• TRECHO SELECIONADO:
Cenáculo é o nome com o qual a tradição cristã chama “a sala alta”, na qual, segundo os evangelhos, Jesus fez sua última ceia com os discípulos e discípulas, antes de ser preso. Segundo o evangelho de Lucas, depois que Jesus desapareceu da vista deles, os discípulos e discípulas, reunidos com Maria, mãe de Jesus, ficaram no cenáculo em um primeiro retiro do grupo, à espera do Espírito. Ali, naquela sala, aconteceu o primeiro Pentecostes cristão, com a descida do Espírito de Deus sobre a comunidade reunida.
De fato, na história da Igreja, o cenáculo ficou sendo o símbolo de uma comunidade que, mesmo em meio às tensões, resiste unida. É parábola da utopia do reino de Deus. Em meio à resistência, anuncia a esperança da libertação. Por isso, para nós mesmos e para os irmãos e irmãs, precisamos formar sempre novos cenáculos que possam ser espaços de comunhão recíproca, de resistência à sociedade dominante e de fortalecimento dos irmãos e irmãs no caminho da utopia. Precisamos de células de resistência, de círculos de cultura da comunhão e da solidariedade.
É preciso que, mesmo dispersos/as por diversos lugares e cada um/a com a sua luta, no meio da dispersão do mundo, formemos uma rede de cenáculos, ou seja uma teia invisível, ecumênica e libertadora, importante para as Igrejas e para o mundo.
Em 1968, quando na Europa, a juventude protestava contra tudo, o sociólogo tcheco Theodore Rozvak escreveu sobre a Contracultura. Em um texto citado por Luiz Alberto Gomez de Souza – Rozvak afirma que quando o Império Romano entrou em declínio e as sociedades na Europa buscavam uma base para se firmarem, encontraram essa base no que ele chama de “paradigma monástico”. De tato, naquela época, foram os mosteiros beneditinos que ao insistirem na cultura da paz (em uma Europa convulsionada pelas constantes invasões dos então chamados bárbaros), na prática da agricultura, no valor do trabalho e nos valores comunitários, conseguiram formar gerações e construir um novo modelo de civilização.

• TAREFAS OBRIGATÓRIAS:
1. Copie de novo o texto sobre o cenáculo, de "Em 1968, quando" até "modelo de civilização.", inclusive, e troque "juventude" por "mocidade".
2. No texto sobre o cenáculo, em que coisas os mosteiros beneditinos insistiram? Liste todas.

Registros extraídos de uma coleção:
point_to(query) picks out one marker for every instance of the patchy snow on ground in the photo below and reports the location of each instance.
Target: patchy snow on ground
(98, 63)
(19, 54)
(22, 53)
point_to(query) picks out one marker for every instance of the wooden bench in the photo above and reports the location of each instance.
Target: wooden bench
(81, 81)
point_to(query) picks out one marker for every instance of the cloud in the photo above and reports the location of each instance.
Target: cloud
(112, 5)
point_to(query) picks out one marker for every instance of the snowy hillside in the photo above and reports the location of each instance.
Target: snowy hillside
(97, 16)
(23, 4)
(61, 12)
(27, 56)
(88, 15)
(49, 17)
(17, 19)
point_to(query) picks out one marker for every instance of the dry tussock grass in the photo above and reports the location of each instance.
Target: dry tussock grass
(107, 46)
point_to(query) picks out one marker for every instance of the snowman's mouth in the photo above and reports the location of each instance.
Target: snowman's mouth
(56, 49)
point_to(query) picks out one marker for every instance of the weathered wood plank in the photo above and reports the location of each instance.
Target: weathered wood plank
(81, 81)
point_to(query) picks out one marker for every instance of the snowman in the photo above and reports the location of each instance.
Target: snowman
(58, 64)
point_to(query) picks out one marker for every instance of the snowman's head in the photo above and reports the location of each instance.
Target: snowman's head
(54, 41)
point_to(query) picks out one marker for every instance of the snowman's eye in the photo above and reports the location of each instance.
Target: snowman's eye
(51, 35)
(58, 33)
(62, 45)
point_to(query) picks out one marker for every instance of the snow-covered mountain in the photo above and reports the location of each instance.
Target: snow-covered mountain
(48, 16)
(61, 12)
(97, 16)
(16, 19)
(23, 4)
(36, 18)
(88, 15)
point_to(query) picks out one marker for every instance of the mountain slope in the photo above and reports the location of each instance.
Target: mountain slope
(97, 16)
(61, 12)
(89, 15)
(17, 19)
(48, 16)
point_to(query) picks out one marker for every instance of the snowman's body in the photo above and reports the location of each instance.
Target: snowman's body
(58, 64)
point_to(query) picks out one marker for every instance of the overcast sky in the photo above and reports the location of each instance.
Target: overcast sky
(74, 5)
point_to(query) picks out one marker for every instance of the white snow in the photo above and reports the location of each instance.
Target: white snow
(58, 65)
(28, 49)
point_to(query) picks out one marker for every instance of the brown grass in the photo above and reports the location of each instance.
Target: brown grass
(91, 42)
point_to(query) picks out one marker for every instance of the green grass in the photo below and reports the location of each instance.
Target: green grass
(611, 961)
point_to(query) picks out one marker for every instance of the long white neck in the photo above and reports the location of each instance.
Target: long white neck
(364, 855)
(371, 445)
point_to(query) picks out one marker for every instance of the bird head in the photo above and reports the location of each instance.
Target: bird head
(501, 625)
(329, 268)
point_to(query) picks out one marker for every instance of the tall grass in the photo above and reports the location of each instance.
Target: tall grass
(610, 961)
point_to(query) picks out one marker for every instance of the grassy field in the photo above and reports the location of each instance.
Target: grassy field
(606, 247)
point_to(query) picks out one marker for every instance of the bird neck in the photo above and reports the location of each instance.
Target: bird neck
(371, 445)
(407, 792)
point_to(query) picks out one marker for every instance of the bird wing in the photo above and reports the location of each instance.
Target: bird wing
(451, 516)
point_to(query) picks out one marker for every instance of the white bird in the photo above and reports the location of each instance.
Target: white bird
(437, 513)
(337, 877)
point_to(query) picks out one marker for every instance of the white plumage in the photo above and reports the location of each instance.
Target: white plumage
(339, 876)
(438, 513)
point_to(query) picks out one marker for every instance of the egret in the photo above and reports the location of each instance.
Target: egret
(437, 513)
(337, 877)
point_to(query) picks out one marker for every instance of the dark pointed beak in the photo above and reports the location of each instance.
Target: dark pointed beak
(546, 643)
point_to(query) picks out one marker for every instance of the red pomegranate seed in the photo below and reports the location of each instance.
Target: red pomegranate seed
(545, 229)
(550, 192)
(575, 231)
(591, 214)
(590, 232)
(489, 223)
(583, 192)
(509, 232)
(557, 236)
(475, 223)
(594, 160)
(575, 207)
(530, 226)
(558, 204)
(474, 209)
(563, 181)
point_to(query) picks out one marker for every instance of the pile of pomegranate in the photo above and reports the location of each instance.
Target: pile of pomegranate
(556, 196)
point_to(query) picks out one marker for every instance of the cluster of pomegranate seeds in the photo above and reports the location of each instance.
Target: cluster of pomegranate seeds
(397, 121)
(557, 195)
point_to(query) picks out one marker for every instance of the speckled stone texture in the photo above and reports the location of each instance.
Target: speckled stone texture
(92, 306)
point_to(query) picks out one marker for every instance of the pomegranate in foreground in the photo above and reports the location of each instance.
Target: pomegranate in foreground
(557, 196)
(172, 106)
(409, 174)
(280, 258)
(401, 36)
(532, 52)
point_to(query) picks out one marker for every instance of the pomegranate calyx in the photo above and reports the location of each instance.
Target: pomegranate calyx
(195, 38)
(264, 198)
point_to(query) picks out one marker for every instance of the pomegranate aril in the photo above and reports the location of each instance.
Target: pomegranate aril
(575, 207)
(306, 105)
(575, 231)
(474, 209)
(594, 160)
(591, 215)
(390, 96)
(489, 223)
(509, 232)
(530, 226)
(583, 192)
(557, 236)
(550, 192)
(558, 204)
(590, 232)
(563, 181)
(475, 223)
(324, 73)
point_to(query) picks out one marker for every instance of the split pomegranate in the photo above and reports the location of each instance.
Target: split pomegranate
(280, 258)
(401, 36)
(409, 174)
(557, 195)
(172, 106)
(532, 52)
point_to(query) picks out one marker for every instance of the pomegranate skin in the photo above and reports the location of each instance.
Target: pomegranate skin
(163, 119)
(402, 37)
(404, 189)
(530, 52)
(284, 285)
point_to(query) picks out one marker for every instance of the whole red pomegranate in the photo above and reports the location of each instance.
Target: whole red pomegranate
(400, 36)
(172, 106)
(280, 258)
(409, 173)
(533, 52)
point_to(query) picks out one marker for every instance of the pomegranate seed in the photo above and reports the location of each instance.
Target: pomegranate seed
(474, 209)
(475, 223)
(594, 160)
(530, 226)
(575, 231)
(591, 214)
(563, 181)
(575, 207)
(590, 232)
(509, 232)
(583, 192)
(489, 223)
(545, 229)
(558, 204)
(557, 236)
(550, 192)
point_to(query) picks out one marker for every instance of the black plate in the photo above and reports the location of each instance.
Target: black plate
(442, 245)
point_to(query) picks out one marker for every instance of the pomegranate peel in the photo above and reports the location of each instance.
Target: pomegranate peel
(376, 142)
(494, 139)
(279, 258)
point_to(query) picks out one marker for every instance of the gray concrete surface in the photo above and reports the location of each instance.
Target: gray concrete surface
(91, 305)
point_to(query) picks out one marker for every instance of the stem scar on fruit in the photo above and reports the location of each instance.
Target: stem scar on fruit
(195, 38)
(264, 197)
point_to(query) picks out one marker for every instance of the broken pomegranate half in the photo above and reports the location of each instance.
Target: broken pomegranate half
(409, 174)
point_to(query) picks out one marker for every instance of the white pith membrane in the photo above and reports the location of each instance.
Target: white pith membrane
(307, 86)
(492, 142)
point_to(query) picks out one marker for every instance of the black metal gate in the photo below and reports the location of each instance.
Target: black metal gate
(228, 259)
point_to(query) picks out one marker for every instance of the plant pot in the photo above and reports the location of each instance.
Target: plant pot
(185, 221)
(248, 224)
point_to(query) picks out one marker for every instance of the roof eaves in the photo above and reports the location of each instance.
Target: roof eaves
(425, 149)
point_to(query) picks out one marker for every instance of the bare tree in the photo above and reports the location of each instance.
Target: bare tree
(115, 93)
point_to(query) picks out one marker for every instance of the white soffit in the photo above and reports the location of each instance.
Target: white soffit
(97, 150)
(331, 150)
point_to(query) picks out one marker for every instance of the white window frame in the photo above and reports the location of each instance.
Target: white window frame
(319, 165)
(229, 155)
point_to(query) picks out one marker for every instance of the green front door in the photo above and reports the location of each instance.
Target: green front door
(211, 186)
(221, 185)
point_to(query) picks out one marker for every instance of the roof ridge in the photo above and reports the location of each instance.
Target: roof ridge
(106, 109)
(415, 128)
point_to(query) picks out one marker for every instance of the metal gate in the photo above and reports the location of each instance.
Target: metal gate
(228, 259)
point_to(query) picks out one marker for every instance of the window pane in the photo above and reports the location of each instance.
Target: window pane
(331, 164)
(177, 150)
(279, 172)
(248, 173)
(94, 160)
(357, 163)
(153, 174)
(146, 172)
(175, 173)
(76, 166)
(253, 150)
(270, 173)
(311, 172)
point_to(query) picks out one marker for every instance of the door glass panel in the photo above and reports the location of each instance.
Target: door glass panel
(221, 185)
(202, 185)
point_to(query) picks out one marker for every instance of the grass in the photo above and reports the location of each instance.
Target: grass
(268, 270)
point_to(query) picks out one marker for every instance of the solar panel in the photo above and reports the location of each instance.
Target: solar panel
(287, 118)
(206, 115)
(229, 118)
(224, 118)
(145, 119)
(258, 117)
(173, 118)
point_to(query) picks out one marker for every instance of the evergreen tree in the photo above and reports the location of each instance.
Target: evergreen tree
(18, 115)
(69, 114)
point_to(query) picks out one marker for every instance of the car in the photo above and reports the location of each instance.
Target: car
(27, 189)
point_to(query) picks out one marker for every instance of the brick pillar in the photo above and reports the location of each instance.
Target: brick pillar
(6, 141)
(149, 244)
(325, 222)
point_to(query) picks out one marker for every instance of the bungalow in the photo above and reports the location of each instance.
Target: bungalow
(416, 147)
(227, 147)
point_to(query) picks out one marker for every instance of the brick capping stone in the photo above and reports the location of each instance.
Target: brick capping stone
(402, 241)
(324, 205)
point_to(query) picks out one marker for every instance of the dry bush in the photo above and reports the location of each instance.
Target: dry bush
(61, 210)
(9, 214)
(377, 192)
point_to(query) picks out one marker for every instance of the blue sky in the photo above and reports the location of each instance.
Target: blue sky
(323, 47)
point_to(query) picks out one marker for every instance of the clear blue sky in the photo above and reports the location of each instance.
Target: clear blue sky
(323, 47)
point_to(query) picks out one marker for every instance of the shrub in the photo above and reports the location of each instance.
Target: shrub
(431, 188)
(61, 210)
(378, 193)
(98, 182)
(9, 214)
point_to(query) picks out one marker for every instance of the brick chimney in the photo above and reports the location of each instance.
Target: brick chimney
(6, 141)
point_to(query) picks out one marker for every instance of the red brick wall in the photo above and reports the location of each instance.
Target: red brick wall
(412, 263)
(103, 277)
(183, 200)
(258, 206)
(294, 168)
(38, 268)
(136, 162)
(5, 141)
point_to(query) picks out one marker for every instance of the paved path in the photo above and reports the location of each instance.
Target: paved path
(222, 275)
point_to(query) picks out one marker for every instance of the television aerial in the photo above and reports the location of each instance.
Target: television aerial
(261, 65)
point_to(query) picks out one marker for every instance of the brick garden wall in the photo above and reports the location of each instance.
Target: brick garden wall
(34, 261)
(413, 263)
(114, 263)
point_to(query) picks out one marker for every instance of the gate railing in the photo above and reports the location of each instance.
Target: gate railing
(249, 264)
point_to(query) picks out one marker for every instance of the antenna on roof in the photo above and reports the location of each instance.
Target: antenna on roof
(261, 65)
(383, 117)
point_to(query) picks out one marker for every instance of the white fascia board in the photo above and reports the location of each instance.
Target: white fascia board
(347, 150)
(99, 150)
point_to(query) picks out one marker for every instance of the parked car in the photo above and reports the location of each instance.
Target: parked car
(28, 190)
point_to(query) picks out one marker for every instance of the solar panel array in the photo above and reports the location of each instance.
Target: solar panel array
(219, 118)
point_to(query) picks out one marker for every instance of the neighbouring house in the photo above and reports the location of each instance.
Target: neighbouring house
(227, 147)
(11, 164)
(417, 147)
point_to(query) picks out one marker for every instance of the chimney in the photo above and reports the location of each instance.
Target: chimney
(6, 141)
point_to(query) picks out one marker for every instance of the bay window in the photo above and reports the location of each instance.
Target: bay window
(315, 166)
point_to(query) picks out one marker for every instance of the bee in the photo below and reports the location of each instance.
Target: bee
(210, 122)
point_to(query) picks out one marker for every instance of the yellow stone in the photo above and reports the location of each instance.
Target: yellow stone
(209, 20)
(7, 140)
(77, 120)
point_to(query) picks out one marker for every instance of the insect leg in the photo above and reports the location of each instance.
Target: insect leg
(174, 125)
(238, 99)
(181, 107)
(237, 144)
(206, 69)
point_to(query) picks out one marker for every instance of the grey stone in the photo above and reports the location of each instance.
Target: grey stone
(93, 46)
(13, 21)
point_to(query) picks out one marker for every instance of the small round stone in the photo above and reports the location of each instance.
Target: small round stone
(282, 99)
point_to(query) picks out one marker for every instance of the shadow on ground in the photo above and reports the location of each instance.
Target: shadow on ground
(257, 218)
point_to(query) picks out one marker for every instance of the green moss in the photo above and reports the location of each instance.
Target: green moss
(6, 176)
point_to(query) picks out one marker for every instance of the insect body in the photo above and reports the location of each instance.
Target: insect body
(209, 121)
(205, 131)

• RESPOSTAS EM ORDEM:
1.
Em 1968, quando na Europa, a mocidade protestava contra tudo, o sociólogo tcheco Theodore Rozvak escreveu sobre a Contracultura. Em um texto citado por Luiz Alberto Gomez de Souza – Rozvak afirma que quando o Império Romano entrou em declínio e as sociedades na Europa buscavam uma base para se firmarem, encontraram essa base no que ele chama de “paradigma monástico”. De tato, naquela época, foram os mosteiros beneditinos que ao insistirem na cultura da paz (em uma Europa convulsionada pelas constantes invasões dos então chamados bárbaros), na prática da agricultura, no valor do trabalho e nos valores comunitários, conseguiram formar gerações e construir um novo modelo de civilização.

2.
- cultura da paz
- prática da agricultura
- valor do trabalho
- valores comunitários